To do.
Carry the lesson on light, sensors, and the imaging pipeline forward from the point where it stops.

Provided text.

----------------------------------------

Light, sensors, and the imaging pipeline

This lesson builds a mental model of what a digital image is before you touch convolutions or neural networks. If you know what is being measured (and what noise is), every later algorithm makes more sense.

Figure

Photons to pixels at a glance

A typical RGB pipeline: every stage is a choice that can later show up as an artifact.

Learning objectives

By the end of this lesson you should be able to:

Trace the path from scene radiance to stored pixel values in plain language.
Distinguish radiance, irradiance, and sensor response — and explain why algorithms care about linearity.
Relate exposure settings (ISO, shutter, aperture) to signal-to-noise ratio.
Explain quantization, demosaicing, and gamma with enough precision to debug artifacts.
List the main sources of sensor noise and model shot noise with a simple formula.
Sketch an ISP (image signal processor) pipeline and name what each stage changes.

Prerequisites

Comfort with basic algebra (ratios, averages, square roots).
Optional: any first exposure to RGB images as 3D arrays (height × width × channels).

Step 1 — What a camera actually measures

A camera does not “capture reality.” It samples light that reaches a sensor plane over a finite exposure time, through optics with a particular spectral response.

----------------------------------------

(Records in a dataset)
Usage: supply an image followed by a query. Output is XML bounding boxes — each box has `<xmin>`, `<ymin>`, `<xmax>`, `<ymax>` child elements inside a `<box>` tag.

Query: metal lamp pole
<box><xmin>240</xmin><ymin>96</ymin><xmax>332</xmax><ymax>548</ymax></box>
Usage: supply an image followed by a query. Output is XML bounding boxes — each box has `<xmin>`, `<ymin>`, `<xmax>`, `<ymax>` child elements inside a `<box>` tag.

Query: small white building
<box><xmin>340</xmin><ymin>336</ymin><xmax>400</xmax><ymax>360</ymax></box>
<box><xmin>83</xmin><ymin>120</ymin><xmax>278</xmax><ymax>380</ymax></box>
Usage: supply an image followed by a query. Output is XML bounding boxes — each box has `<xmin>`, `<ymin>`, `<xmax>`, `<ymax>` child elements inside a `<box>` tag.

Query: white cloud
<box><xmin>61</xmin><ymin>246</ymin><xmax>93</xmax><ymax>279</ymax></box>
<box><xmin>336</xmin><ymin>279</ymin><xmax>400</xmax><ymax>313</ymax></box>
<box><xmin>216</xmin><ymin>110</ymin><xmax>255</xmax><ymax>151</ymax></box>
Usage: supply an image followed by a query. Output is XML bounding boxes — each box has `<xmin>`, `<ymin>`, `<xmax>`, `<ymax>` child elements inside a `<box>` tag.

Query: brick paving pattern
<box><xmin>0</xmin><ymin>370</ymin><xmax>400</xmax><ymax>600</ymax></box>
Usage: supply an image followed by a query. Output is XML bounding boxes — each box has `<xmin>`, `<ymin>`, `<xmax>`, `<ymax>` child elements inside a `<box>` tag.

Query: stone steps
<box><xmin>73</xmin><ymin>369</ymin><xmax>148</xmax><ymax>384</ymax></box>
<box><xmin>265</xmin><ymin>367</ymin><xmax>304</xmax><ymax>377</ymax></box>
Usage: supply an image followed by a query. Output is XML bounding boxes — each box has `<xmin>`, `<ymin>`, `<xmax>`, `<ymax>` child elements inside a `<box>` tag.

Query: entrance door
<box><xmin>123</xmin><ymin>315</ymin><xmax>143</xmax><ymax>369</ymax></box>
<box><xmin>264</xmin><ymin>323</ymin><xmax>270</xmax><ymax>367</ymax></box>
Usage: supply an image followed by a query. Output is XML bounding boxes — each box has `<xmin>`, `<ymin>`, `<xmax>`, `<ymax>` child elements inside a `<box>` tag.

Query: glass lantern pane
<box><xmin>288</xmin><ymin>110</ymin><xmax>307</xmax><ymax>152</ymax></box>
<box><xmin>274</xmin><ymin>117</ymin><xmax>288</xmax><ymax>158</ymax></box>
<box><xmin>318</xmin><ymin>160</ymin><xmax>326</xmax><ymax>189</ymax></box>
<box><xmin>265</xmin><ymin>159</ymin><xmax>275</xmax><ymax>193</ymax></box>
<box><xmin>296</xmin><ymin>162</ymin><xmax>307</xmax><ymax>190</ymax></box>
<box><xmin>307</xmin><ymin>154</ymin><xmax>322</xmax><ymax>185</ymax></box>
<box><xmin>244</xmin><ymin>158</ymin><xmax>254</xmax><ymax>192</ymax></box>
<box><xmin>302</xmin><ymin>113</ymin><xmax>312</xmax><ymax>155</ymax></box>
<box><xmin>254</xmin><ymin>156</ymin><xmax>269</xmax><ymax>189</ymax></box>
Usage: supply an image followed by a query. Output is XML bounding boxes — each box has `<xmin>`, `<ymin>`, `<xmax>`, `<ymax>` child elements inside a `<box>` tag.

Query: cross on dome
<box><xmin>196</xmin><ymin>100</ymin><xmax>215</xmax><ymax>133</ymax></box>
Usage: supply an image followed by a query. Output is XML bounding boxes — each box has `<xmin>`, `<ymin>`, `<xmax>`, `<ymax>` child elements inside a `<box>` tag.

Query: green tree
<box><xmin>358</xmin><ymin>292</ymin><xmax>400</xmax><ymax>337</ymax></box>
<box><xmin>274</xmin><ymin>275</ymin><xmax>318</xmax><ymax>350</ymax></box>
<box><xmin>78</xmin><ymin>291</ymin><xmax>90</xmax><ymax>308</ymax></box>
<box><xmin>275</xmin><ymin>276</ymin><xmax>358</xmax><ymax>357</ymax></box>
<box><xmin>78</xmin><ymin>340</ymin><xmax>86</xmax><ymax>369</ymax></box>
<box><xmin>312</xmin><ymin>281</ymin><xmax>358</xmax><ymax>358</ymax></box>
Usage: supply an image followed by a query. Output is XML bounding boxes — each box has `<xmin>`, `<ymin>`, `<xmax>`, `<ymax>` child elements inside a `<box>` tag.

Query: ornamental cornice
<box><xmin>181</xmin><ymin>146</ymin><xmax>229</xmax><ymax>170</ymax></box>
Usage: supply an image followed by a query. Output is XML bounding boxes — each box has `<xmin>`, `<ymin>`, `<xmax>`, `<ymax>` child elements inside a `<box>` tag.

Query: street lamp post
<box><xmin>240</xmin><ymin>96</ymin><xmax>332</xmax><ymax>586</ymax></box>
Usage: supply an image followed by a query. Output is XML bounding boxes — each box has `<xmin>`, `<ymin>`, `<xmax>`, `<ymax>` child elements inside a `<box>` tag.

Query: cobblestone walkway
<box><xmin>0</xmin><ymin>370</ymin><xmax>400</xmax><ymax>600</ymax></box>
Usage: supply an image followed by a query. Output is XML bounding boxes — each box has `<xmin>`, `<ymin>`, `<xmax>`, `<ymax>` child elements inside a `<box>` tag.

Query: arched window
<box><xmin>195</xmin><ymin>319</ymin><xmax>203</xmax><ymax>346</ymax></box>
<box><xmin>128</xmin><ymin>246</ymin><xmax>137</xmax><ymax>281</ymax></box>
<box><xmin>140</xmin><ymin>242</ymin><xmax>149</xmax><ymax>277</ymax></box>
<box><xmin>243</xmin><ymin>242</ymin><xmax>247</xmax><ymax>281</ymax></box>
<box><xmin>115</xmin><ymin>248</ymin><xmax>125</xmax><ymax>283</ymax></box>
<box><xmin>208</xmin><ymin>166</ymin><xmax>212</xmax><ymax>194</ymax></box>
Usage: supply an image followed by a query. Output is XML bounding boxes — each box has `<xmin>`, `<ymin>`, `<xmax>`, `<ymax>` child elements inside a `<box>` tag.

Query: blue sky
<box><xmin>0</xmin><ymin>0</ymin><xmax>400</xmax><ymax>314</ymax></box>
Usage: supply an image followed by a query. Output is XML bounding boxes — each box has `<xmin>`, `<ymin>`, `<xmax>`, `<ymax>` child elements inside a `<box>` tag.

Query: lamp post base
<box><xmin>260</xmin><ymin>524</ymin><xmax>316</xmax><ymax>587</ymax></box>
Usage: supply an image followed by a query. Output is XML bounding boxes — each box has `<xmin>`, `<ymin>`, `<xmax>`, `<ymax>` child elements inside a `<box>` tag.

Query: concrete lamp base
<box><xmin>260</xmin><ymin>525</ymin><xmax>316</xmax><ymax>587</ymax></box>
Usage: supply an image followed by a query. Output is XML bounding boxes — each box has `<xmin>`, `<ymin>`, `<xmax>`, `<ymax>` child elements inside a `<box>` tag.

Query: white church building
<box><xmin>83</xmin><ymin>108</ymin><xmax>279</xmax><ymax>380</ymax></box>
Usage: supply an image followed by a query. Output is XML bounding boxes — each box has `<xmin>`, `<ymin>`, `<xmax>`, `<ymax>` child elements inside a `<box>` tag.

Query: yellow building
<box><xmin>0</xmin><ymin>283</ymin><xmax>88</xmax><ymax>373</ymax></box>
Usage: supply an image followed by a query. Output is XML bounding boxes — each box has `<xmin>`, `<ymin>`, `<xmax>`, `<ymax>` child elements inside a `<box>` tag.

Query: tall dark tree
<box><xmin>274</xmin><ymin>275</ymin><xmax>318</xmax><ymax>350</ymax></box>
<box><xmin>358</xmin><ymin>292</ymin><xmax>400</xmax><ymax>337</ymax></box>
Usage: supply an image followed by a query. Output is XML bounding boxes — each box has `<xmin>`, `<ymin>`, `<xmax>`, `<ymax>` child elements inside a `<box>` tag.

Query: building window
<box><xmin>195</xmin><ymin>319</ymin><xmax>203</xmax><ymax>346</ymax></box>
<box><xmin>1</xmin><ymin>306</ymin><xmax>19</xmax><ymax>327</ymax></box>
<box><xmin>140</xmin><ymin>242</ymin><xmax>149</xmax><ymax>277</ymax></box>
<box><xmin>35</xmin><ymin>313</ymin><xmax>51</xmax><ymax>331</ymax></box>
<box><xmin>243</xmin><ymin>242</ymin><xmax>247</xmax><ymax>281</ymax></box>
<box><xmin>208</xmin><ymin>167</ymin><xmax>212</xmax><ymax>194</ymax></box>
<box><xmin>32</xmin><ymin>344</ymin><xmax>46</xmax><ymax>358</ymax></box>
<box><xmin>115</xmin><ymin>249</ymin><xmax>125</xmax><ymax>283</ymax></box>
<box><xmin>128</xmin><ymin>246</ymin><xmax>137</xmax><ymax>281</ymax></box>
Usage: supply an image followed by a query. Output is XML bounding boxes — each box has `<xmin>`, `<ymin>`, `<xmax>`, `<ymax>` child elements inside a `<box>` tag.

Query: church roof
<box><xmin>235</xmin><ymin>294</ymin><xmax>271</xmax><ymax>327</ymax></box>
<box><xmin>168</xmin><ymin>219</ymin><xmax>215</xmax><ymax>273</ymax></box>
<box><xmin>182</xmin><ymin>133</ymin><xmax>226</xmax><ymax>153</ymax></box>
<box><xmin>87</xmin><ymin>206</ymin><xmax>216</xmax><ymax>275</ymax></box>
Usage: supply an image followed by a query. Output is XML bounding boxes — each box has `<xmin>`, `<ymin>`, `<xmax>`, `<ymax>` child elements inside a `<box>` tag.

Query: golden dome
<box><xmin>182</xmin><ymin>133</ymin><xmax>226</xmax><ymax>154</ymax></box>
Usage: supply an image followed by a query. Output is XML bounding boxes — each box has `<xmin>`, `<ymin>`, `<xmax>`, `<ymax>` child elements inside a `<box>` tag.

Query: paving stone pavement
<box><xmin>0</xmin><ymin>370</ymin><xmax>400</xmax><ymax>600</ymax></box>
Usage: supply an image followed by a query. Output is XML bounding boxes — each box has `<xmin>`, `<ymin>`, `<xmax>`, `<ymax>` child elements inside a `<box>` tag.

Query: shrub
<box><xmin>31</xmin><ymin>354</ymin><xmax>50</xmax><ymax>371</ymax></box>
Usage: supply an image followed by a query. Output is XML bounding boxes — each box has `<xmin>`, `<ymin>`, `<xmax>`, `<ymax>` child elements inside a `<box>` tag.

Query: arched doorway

----------------------------------------

Task answer.
Radiance, irradiance, and the pixel well

Radiance $L$ (units: W·sr⁻¹·m⁻²·nm⁻¹) describes how much power leaves a surface patch along a direction. It depends on material (BRDF), lighting, and geometry.
At the sensor, you care about irradiance $E$ — power per unit area hitting the photodiode. The lens maps scene radiance to sensor irradiance; aperture and focal length set how much light is collected.
Photons are converted to electrical charge in each pixel well. More photons → more electrons, up to full well capacity.

The lens focuses a bundle of rays so that (ideally) each small region on the sensor corresponds to a direction in the scene (pinhole / thin-lens story). Defocus spreads one scene point across multiple pixels — that blur is optical, not algorithmic.

Checkpoint (conceptual): In one sentence, what physical quantity is ultimately turned into an integer in your image file?

Answer sketch: Electrons accumulated in a pixel well during exposure, then amplified, digitized, and heavily processed — the stored integer is only loosely “brightness in the scene.”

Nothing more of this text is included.